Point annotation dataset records
----------

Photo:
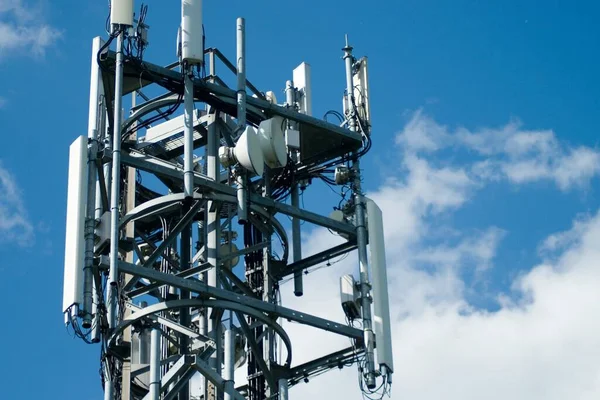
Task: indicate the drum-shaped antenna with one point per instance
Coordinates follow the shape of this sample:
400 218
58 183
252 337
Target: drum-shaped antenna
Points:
272 142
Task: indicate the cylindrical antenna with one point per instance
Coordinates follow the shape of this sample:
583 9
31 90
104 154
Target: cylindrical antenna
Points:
361 232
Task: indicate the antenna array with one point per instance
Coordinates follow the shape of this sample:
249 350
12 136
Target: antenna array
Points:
151 268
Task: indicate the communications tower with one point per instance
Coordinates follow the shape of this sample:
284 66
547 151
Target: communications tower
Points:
178 203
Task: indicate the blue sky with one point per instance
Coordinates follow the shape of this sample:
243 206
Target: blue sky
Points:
485 122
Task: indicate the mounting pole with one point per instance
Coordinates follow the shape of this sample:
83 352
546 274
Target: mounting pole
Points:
212 236
361 231
242 177
290 96
283 389
90 217
188 158
154 383
113 279
228 374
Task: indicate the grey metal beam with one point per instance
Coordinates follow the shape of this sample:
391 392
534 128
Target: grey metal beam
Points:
253 344
268 308
160 167
318 258
180 367
180 226
238 282
329 361
181 383
183 274
215 378
174 325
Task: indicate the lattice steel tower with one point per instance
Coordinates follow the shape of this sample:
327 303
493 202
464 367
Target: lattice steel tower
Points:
164 209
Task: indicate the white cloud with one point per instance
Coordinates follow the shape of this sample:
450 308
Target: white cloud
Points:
23 30
508 152
542 343
543 346
15 226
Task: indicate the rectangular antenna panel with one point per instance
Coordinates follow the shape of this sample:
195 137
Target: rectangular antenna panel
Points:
301 78
74 240
381 306
361 91
192 36
121 12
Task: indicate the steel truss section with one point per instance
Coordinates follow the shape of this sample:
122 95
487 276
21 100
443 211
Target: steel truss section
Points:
166 300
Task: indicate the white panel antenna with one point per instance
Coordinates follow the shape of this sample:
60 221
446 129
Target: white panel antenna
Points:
381 306
272 141
301 78
361 90
121 12
271 98
74 239
192 37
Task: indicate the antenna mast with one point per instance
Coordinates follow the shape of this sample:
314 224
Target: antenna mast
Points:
163 206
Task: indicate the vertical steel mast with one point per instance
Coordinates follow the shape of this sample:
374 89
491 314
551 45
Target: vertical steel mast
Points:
177 311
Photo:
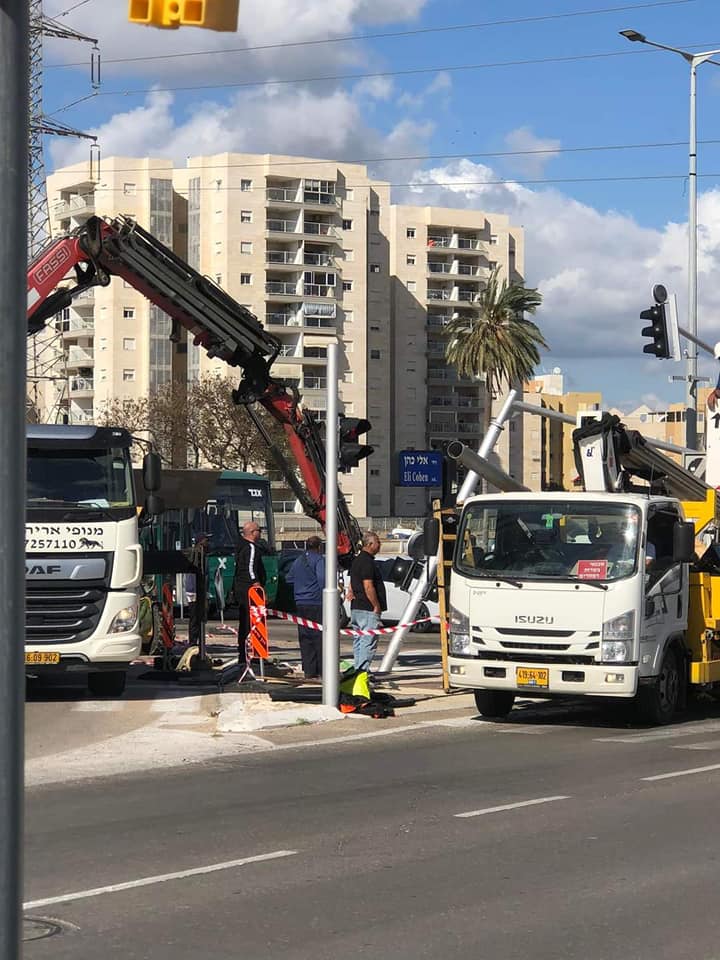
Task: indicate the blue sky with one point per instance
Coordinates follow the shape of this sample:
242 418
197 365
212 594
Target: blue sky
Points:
601 225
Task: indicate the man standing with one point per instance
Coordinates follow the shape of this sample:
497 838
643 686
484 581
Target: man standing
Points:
307 576
249 570
368 599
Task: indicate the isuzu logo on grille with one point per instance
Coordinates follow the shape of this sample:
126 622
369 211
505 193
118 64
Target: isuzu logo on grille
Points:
531 618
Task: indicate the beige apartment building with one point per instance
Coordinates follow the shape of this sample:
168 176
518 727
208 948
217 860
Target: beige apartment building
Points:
318 253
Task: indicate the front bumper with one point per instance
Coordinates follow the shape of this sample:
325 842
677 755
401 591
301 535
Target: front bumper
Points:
564 679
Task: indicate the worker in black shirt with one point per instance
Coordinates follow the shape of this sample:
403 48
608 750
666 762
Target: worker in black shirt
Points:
249 570
368 599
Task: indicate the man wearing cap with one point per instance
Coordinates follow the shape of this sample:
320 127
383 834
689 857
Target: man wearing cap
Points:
307 576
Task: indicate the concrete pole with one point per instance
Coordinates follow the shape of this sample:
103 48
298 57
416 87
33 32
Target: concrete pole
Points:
469 485
691 385
331 610
14 45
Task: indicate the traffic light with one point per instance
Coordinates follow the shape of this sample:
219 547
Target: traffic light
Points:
350 452
658 326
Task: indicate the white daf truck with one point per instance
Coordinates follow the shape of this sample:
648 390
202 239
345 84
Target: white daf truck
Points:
589 593
83 559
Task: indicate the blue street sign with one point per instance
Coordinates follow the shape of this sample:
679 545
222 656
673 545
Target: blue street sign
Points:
420 468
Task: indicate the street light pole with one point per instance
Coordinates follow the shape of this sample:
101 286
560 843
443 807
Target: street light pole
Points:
695 60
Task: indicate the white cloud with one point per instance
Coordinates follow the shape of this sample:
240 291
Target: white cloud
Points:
538 151
594 268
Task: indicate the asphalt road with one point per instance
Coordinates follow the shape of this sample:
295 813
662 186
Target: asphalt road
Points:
395 847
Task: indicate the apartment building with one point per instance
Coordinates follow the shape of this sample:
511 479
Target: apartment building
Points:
316 250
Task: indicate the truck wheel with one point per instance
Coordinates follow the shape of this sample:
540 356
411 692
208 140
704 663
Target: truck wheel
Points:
109 684
494 704
657 704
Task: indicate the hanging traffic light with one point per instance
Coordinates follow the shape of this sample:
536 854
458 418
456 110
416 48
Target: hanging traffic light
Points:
350 452
658 326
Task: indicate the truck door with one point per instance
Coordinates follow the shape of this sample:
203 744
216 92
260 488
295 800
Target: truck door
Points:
665 612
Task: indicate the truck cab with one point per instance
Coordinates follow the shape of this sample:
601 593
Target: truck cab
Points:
567 594
83 561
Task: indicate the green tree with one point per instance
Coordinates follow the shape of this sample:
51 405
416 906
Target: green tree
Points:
499 343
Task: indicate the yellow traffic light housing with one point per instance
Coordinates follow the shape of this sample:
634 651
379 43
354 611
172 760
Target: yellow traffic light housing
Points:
171 14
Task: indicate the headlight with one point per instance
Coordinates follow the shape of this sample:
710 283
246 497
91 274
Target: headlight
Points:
125 619
617 638
459 637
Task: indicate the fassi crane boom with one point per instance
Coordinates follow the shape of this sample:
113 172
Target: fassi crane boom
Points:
103 248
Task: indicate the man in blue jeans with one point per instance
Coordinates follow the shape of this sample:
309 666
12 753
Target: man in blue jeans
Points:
307 576
368 599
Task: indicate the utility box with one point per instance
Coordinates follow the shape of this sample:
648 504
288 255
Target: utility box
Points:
171 14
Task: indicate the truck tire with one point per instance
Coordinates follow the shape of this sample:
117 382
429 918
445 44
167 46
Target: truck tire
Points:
108 684
658 703
494 704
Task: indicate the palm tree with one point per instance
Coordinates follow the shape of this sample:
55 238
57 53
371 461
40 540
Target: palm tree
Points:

----------

▸ **What you need to do**: All lines from the one that contains "Task: indicate the yellow" through the end of the material are to be quoted exactly, with both ends included.

▸ **Final result**:
Task: indicate the yellow traffic light housing with one point per instance
Coordinates follow the shape of this sample:
634 651
379 43
354 611
172 760
Target: yellow traffic light housing
Points:
171 14
Task: indicate the headlight with one point per instance
Coordinates follow the shape of this sample:
710 283
246 497
91 274
Target: headlight
Points:
125 619
617 638
459 637
Task: indicate the fassi crane boom with one point per instance
Coordinates follow the shape of this sample:
113 172
Target: fassi crane boom
Points:
103 248
Task: indicate the man in blue jeans with one point per instance
Coordinates follow the shape of this sample:
309 666
12 753
Target: man in blue jeans
Points:
307 576
368 599
Task: indicate the utility box with one point per instance
Coordinates follow the shape of this sample:
648 504
288 255
Target: utility box
Points:
171 14
Task: indicate the truck tire with one point per instance
Coordinates follow the shape of this sample:
117 382
429 918
445 44
167 46
Target: truck tire
Points:
108 684
658 703
494 704
Task: indicate the palm tree with one point per instance
Coordinates follow the shape of this sample:
55 238
57 53
371 461
40 540
Target: palm tree
Points:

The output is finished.